◆ WORK TO DO
Summarize the page on the 2026 Challenge Cup in two sentences.

--- START OF PAGE ---

2026 Challenge Cup
- Duration: 7 rounds
- Number of teams: 67
- Winners: Wigan Warriors
- Runners-up: Hull Kingston Rovers

= 2026 Challenge Cup =

British rugby league knockout tournament

The 2026 Challenge Cup, known for sponsorship reasons as the 2026 Betfred Challenge Cup, is the 125th staging of the Challenge Cup, the main rugby league knockout cup tournament in British rugby league, run by the Rugby Football League (RFL).

== Background ==
The competition retains the seven-round format introduced in 2025. The first round will again be contested solely by community clubs. The Championship clubs join the competition in the second round and the Super League clubs in the third round. However, for 2026, the first and second rounds will be played with clubs allocated to one of three regions, with games being played on a regional basis. This change has been introduced in an effort to reduce costs and an attempt to increase interest in the early rounds of the competition.

As in 2025, the Super League clubs will be drawn away in the third round.

The competition starts in January 2026, and will conclude with the final on 30 May at Wembley Stadium.

Toulouse Olympique declined to take part, as in previous years.

--- END OF PAGE ---
--- START OF MATERIAL SHOWN ---

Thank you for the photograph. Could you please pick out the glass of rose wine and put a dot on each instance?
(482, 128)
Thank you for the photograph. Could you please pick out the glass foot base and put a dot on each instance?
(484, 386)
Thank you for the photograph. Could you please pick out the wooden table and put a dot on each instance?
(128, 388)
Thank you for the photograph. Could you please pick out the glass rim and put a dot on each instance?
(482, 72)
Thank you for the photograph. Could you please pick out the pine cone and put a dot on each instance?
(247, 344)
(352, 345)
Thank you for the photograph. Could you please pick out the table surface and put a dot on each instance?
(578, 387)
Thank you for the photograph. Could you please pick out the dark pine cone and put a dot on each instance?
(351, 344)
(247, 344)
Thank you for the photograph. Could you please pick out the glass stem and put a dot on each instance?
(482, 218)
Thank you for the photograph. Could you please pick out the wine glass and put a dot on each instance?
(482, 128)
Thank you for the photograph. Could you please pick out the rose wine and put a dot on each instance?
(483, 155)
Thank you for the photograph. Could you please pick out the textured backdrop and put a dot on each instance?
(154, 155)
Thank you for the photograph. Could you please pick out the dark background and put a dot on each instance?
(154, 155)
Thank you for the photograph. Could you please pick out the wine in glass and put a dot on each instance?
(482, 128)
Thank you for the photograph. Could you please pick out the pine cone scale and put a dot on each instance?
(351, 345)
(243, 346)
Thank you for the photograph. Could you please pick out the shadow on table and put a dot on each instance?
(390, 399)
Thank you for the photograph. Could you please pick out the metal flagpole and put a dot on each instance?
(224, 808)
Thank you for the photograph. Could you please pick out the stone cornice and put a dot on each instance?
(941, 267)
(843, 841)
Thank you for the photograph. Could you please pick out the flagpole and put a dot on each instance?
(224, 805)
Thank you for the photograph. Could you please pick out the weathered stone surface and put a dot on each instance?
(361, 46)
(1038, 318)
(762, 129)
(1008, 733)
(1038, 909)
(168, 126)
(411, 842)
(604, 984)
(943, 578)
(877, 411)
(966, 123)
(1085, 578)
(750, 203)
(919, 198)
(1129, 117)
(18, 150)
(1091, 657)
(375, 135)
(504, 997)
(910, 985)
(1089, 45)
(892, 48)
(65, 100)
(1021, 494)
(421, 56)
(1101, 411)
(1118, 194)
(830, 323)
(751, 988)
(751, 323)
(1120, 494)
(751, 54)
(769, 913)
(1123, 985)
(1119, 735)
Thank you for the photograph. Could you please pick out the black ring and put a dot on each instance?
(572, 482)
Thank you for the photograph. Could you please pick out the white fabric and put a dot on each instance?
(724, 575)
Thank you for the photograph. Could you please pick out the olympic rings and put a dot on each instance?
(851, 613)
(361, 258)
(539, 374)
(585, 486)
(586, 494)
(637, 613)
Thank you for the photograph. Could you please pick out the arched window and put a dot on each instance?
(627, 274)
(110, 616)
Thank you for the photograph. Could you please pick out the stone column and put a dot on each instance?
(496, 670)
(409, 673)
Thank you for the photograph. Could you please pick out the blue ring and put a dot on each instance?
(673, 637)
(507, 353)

--- END OF MATERIAL SHOWN ---

◆ SOLVED EXERCISE
The 2026 Challenge Cup, known for sponsorship reasons as the 2026 Betfred Challenge Cup, is the 125th staging of British rugby league's main knockout cup tournament, run by the Rugby Football League. It keeps the seven-round format introduced in 2025 but plays the first and second rounds on a regional basis to reduce costs and increase interest, and the final is set for 30 May at Wembley Stadium.